● Selected passage
ADR 003 — Native Rust Training Over Python
ADR 003 — Native Rust Training Over Python
Section titled “ADR 003 — Native Rust Training Over Python”Status: Accepted; amended 2026-04-06
Date: 2026-03-02 (original decision)
Author: Bert Brainerd
Current product path: Large-model QLoRA fine-tuning runs entirely in Rust — Candle, qlora-rs, and vox mens train (--backend qlora, --tokenizer hf by default). Python / Unsloth described below is historical context only, not an operator requirement.
Historical context (why we left Python)
Section titled “Historical context (why we left Python)”The original Mens training pipeline used mens/training/train.py (Python, Unsloth, QLoRA). That caused:
- Environment friction: Python version conflicts, uv/pip pinning, CUDA version mismatches
- Slow iteration: Python-based tokenizer was ~10× slower than native Rust for our dogfood path
- Philosophical mismatch: Vox could not dogfood training if the loop lived in another language
- CI complexity: Separate Python setup and heavy deps on every CI run
Original decision (March 2026): Move the bulk of the pipeline to native Rust (Burn 0.19 for scratch LoRA / experimentation), and initially assumed Python might remain for some large-model QLoRA work.
Amendment: Native Candle + qlora-rs now covers HF-weight QLoRA in-tree. See ADR 006 — Mens full-graph Candle QLoRA with qlora-rs, ADR 007 — qlora-rs multi-layer training API, and the SSOT Mens native training.
Current architecture (summary)
Section titled “Current architecture (summary)”| Concern | Historical (pre–native QLoRA) | Current |
|---|---|---|
| Tokenizer (dogfood / VoxTokenizer JSONL) | Python | Rust (VoxTokenizer in vox-tensor) |
| Data loading (JSONL) | Python loop | Rust JsonlDataLoader |
| Synthetic / CLI data generation | scripts/datagen.py | vox generate-data (Rust) |
| Scratch / Burn LoRA (small model, wgpu) | Python training loop | vox training native / Burn paths in vox-tensor (legacy vs vox mens train dispatch — see SSOT) |
| HF QLoRA (large models) | Python (Unsloth) | Rust: vox mens train → CandleQlora + qlora-rs; weights via Rust hf-hub |
| Corpus extraction | Python | vox mens corpus extract (Rust) |
| Training validation | Python | vox mens corpus eval (Rust via vox-eval) |
Dispatch note: vox mens train is the canonical operator CLI. PopuliTrainBackend::BurnLora is rejected at runtime; the supported in-dispatch trainer for Mens fine-tuning is CandleQlora. Burn remains relevant for legacy checkpoints, vox mens merge-weights, and vox mens serve on merged .bin — not as the primary QLoRA path. Details: mens-training.md.

● Dataset entries
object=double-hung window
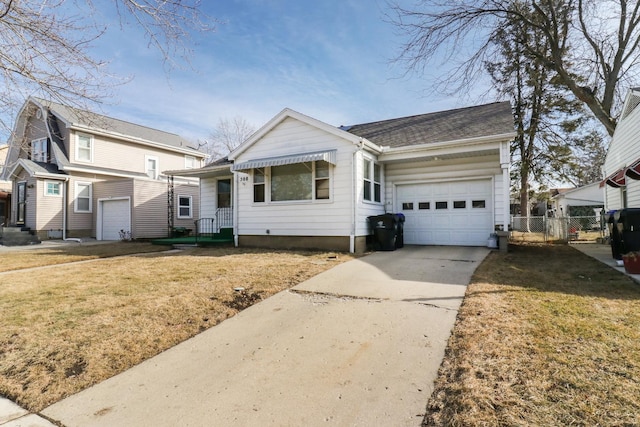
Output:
[73,182,92,213]
[144,156,158,179]
[44,181,62,197]
[178,196,193,218]
[253,160,331,203]
[76,134,93,162]
[31,138,49,162]
[362,159,382,203]
[184,156,198,169]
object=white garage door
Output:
[396,179,493,246]
[101,199,131,240]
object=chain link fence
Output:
[511,215,606,242]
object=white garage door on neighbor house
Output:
[396,179,493,246]
[98,199,131,240]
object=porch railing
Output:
[194,208,233,242]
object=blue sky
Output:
[47,0,493,144]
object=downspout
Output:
[62,177,82,243]
[349,138,364,254]
[231,172,240,248]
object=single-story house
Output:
[551,182,604,217]
[168,102,515,252]
[601,88,640,211]
[0,98,206,244]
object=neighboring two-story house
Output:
[0,98,206,240]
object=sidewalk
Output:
[571,243,640,283]
[0,397,56,427]
[42,247,489,427]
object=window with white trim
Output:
[144,156,159,179]
[362,159,382,203]
[178,195,193,218]
[44,181,62,197]
[31,138,49,162]
[253,160,331,203]
[73,182,93,213]
[184,156,198,169]
[253,168,266,203]
[76,134,93,163]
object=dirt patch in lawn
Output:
[424,244,640,426]
[0,248,352,411]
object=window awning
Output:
[625,159,640,180]
[231,150,337,171]
[600,168,628,188]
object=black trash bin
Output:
[604,210,623,260]
[368,214,398,251]
[614,208,640,254]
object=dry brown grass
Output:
[425,244,640,426]
[0,247,351,411]
[0,242,169,272]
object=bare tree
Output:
[392,0,640,135]
[204,116,256,162]
[0,0,214,137]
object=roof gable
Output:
[342,101,514,148]
[228,108,370,160]
[30,98,204,156]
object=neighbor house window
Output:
[363,159,382,202]
[178,196,193,218]
[76,135,93,162]
[184,156,197,169]
[144,156,158,179]
[44,181,62,196]
[253,169,266,203]
[31,138,49,162]
[74,182,92,212]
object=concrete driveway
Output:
[42,246,489,427]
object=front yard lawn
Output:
[0,242,169,272]
[0,243,352,411]
[424,244,640,426]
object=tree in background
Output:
[200,117,256,163]
[0,0,213,135]
[485,6,588,221]
[392,0,640,135]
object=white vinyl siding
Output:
[602,91,640,210]
[234,118,354,236]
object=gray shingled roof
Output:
[36,98,202,151]
[341,101,514,147]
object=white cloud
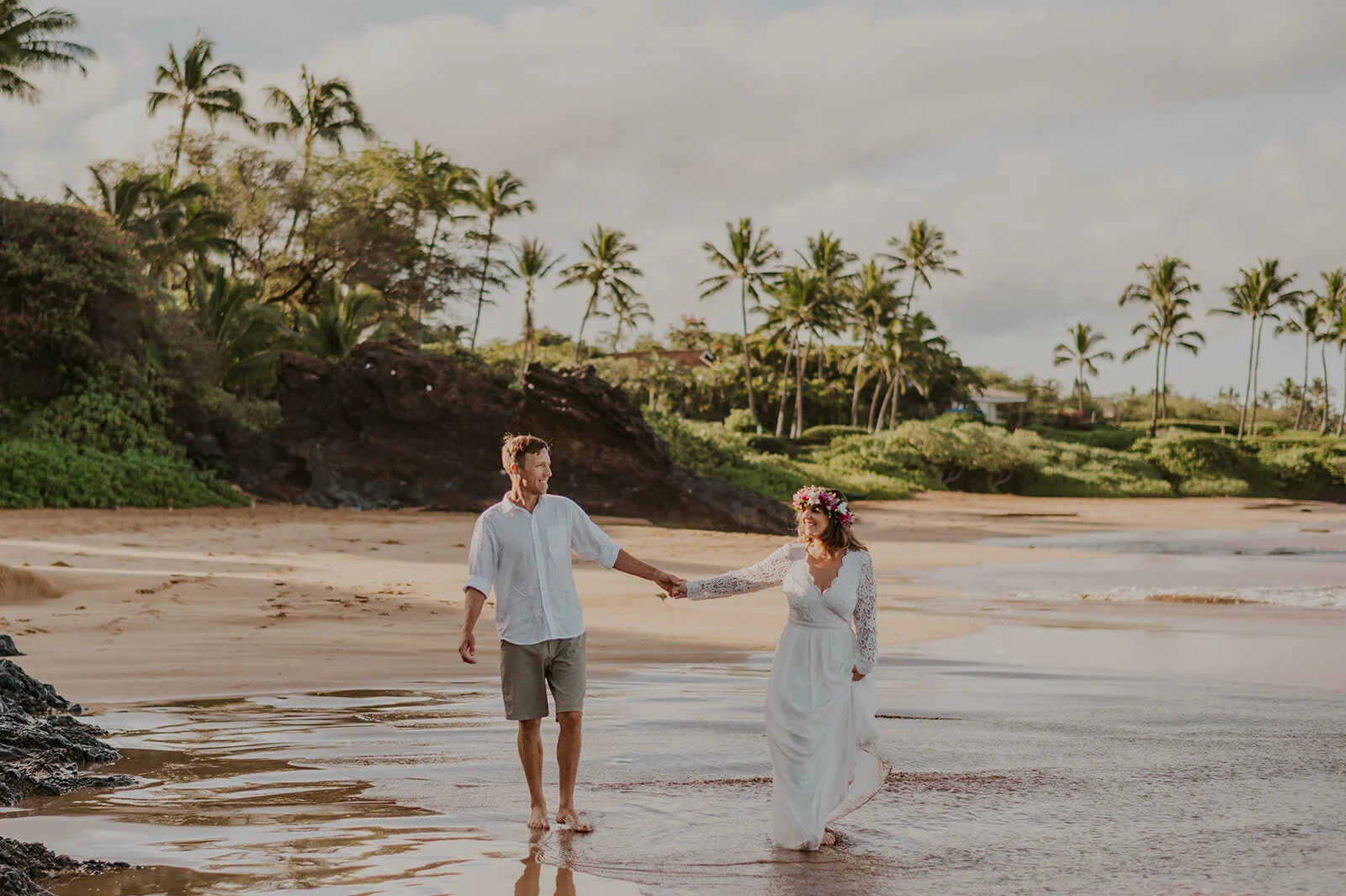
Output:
[0,0,1346,391]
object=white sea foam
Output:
[919,521,1346,609]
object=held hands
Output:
[654,569,686,599]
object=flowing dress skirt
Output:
[766,619,891,851]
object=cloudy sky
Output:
[0,0,1346,395]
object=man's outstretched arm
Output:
[612,549,682,593]
[458,586,486,663]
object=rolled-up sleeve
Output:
[570,501,622,569]
[463,517,498,595]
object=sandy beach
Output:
[0,494,1346,896]
[0,492,1346,703]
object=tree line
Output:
[0,3,976,433]
[1052,256,1346,440]
[0,0,1346,438]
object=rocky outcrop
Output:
[0,660,137,896]
[215,339,792,533]
[0,837,130,896]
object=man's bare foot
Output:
[556,809,594,834]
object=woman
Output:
[676,485,888,851]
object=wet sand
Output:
[0,495,1346,896]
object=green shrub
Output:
[1030,427,1144,451]
[797,427,868,445]
[200,389,281,432]
[1011,429,1174,498]
[882,418,1038,492]
[644,411,745,475]
[724,408,758,432]
[1259,443,1346,499]
[1136,433,1259,481]
[1182,476,1252,498]
[1119,418,1232,436]
[0,440,249,507]
[708,454,813,501]
[0,198,152,401]
[24,389,178,454]
[745,436,799,454]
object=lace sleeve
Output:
[686,545,790,600]
[855,552,879,676]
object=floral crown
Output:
[790,485,855,526]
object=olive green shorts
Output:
[501,635,588,721]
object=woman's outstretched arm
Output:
[853,550,879,681]
[673,545,790,600]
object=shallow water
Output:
[914,519,1346,609]
[0,634,1346,896]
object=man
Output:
[458,436,682,831]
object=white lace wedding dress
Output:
[686,543,890,851]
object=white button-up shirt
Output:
[463,495,622,644]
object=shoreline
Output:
[0,492,1346,703]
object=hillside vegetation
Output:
[650,415,1346,499]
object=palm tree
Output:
[0,0,97,103]
[1308,268,1346,436]
[796,231,859,378]
[509,236,563,382]
[146,31,257,172]
[612,292,654,351]
[294,280,384,361]
[1210,258,1299,438]
[261,66,374,183]
[1327,289,1346,438]
[66,167,238,282]
[880,218,962,314]
[1052,323,1112,420]
[469,171,534,350]
[702,218,781,420]
[846,258,902,427]
[870,310,949,432]
[561,225,644,363]
[141,171,240,288]
[763,268,837,437]
[261,66,374,252]
[187,265,288,389]
[399,140,476,323]
[1117,256,1205,435]
[1121,299,1206,437]
[1274,296,1328,429]
[66,166,159,240]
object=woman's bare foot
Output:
[556,807,594,834]
[527,806,552,830]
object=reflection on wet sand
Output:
[8,629,1346,896]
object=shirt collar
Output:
[501,491,547,514]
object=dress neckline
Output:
[803,549,856,597]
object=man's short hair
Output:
[501,433,552,472]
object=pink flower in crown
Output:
[790,485,855,526]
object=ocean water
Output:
[0,643,1346,896]
[910,521,1346,609]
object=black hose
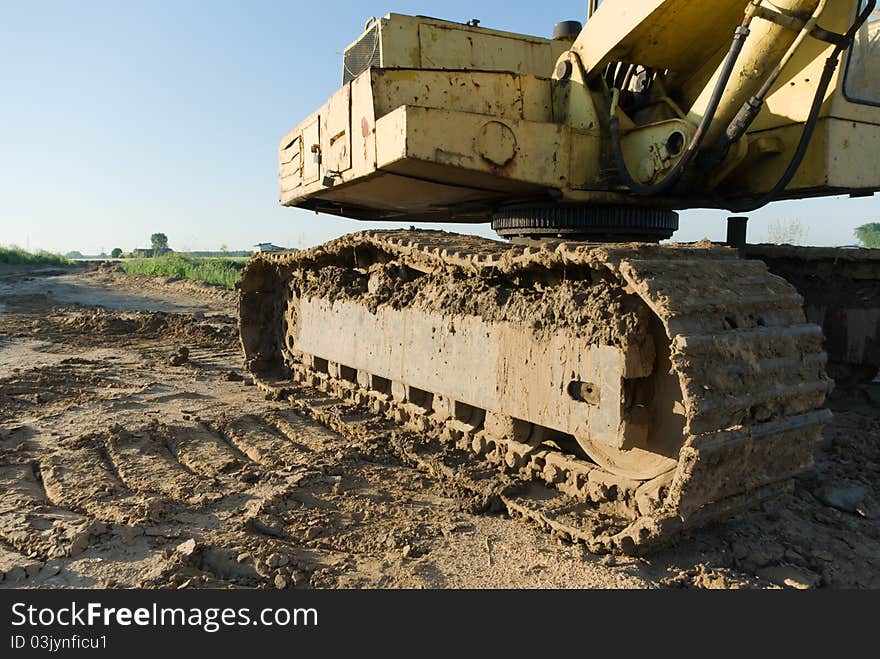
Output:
[731,0,877,213]
[608,23,748,196]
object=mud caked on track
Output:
[0,260,880,588]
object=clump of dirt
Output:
[297,262,650,346]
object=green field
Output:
[0,246,70,265]
[120,254,247,290]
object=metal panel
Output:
[302,116,321,184]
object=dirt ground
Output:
[0,268,880,588]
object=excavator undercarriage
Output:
[240,231,832,551]
[239,0,880,552]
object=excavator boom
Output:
[239,0,880,552]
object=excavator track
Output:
[239,230,832,553]
[746,245,880,384]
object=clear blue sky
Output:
[0,0,880,253]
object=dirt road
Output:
[0,269,880,588]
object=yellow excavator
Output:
[239,0,880,552]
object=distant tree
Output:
[856,222,880,249]
[767,220,807,245]
[150,233,168,256]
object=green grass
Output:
[0,245,70,265]
[121,254,247,290]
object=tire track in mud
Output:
[39,437,170,525]
[104,430,222,505]
[164,427,252,478]
[0,462,98,560]
[220,415,316,469]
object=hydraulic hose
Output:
[732,0,877,213]
[608,23,752,196]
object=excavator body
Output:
[239,0,880,551]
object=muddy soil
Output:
[0,269,880,588]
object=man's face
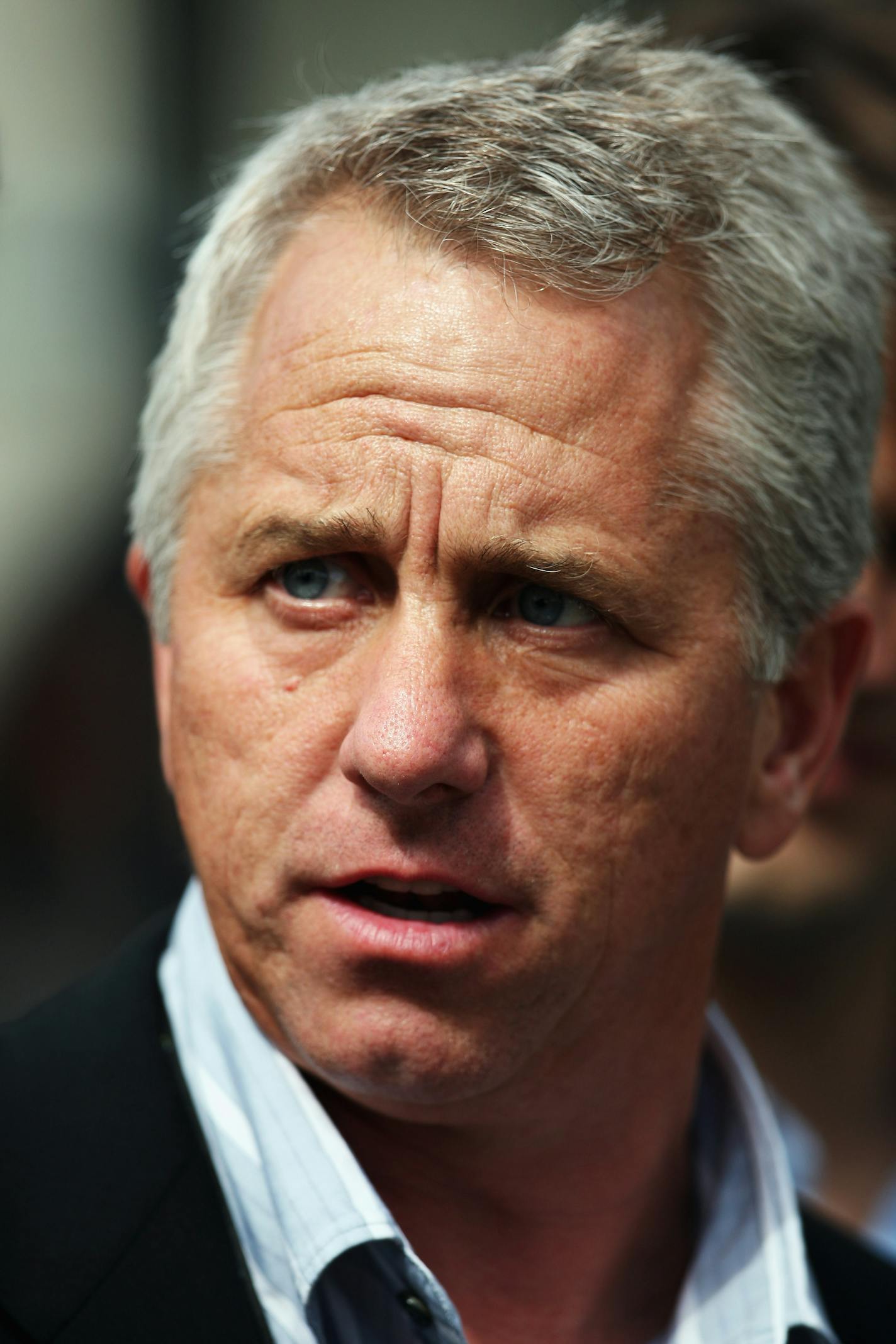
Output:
[156,210,773,1114]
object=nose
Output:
[339,622,489,807]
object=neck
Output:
[719,897,896,1226]
[314,1037,696,1344]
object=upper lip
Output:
[313,867,518,906]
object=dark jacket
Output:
[0,917,896,1344]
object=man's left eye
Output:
[508,583,600,626]
[277,556,357,602]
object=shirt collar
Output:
[160,879,836,1344]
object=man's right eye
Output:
[276,556,359,602]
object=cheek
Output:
[510,679,749,892]
[167,628,347,879]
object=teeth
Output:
[367,878,458,897]
[355,883,476,923]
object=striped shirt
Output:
[159,880,836,1344]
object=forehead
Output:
[245,207,704,491]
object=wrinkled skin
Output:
[130,208,861,1134]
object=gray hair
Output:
[132,18,888,680]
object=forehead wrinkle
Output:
[245,333,610,446]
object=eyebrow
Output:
[233,510,386,564]
[476,537,636,614]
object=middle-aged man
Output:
[0,13,896,1344]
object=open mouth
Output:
[336,878,501,923]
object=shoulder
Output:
[0,916,265,1344]
[800,1206,896,1344]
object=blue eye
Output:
[281,557,348,602]
[516,583,598,625]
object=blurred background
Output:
[0,0,896,1255]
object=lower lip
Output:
[305,891,518,965]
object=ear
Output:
[735,596,872,859]
[125,542,173,789]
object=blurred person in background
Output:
[676,0,896,1257]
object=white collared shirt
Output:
[159,880,836,1344]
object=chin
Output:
[277,1002,512,1119]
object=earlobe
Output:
[736,598,870,859]
[125,542,152,621]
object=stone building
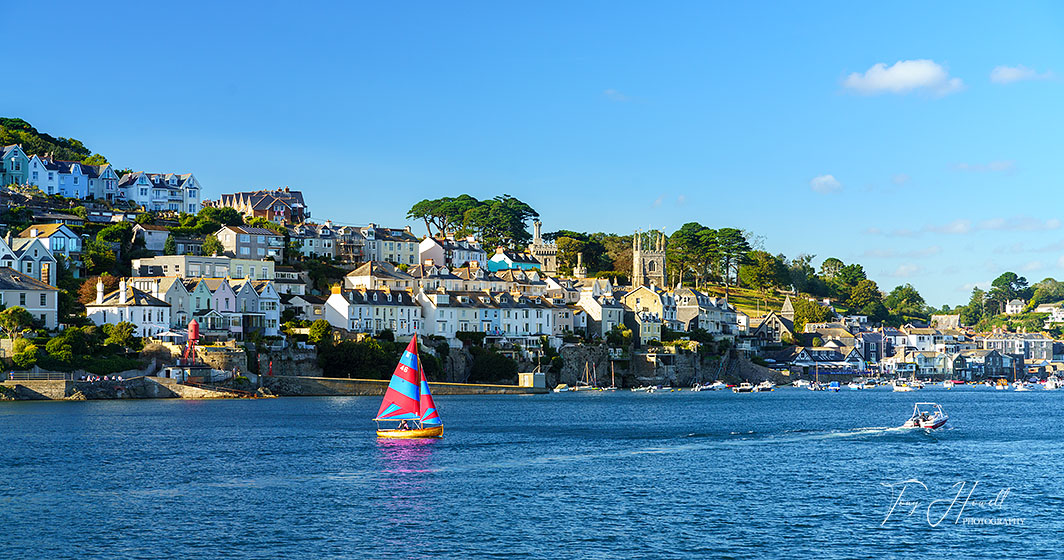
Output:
[632,230,667,287]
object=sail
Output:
[373,334,423,421]
[421,373,444,426]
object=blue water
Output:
[0,389,1064,559]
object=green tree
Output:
[883,283,928,323]
[163,235,178,254]
[103,320,136,349]
[0,306,33,339]
[820,257,846,281]
[741,251,789,294]
[847,279,883,310]
[307,319,332,346]
[11,339,39,369]
[203,233,226,256]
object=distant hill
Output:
[0,117,109,165]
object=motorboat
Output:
[732,381,753,393]
[891,379,917,393]
[901,402,949,430]
[753,379,776,393]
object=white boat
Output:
[891,379,919,393]
[732,381,753,393]
[753,379,776,393]
[901,402,949,430]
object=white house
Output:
[85,278,170,336]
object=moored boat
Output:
[373,334,444,440]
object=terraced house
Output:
[117,171,203,214]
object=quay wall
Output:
[261,376,547,397]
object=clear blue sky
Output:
[0,2,1064,304]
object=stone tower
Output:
[632,230,668,287]
[529,219,558,276]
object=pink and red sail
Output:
[373,334,443,426]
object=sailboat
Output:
[373,334,444,440]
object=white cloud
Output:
[843,59,964,96]
[886,263,924,278]
[991,64,1053,84]
[953,160,1016,174]
[809,175,843,195]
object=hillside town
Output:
[0,135,1064,387]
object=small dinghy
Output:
[901,402,949,430]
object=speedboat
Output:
[891,379,916,393]
[901,402,949,430]
[732,381,753,393]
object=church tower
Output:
[632,230,667,289]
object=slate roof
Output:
[0,266,59,292]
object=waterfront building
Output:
[325,285,421,337]
[417,235,487,268]
[632,230,668,287]
[528,219,558,275]
[116,171,203,214]
[211,186,311,225]
[0,231,56,285]
[486,247,543,274]
[344,261,416,290]
[288,221,337,259]
[215,226,284,262]
[129,276,194,328]
[0,144,30,186]
[0,266,59,330]
[85,278,170,336]
[133,224,170,254]
[18,224,82,278]
[133,254,277,280]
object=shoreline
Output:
[0,376,549,401]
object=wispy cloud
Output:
[991,64,1053,84]
[952,160,1016,174]
[883,263,924,278]
[809,175,843,195]
[861,245,942,259]
[865,216,1062,237]
[843,59,964,97]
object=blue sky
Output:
[0,2,1064,304]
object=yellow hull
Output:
[377,426,444,440]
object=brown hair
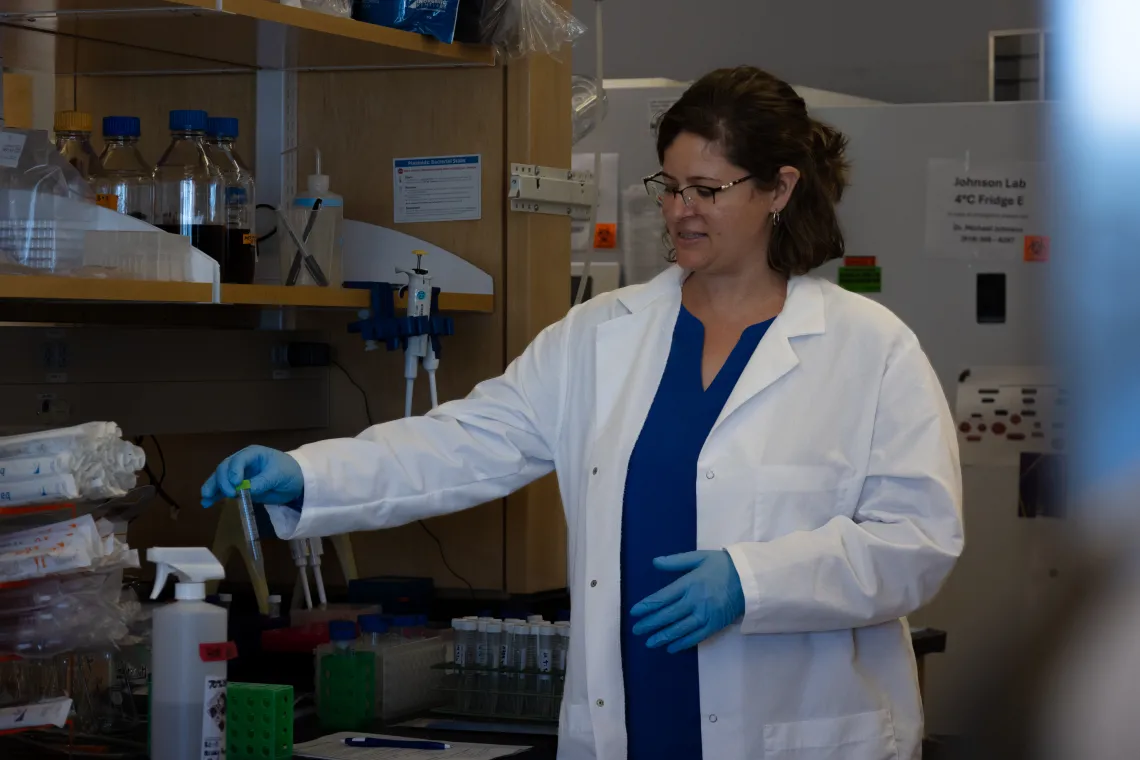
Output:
[657,66,848,277]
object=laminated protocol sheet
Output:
[293,733,530,760]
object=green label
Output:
[838,267,882,293]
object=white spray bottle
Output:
[146,547,234,760]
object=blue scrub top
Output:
[621,307,772,760]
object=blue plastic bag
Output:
[352,0,459,44]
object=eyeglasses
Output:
[642,172,752,209]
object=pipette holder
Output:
[344,281,455,357]
[206,499,358,615]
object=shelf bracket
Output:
[507,164,597,220]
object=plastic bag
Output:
[480,0,586,59]
[0,130,98,275]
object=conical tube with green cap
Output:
[237,481,266,580]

● Work to be completed
For each statement below, say yes or no to whether it agrees with the ADR on native Rust training, and quote the words of the ADR that decide it. 1. The Python-based tokenizer was roughly ten times slower than native Rust for the dogfood path. 2. Operators still need Python and Unsloth to run large-model QLoRA fine-tuning. 3. PopuliTrainBackend::BurnLora is the supported in-dispatch trainer for Mens fine-tuning. Nothing in the listing is needed here.

● Result of the task
1. Yes: "Python-based tokenizer was ~10× slower than native Rust for our dogfood path"
2. No: "Python / Unsloth described below is historical context only, not an operator requirement."
3. No: "PopuliTrainBackend::BurnLora is rejected at runtime; the supported in-dispatch trainer for Mens fine-tuning is CandleQlora."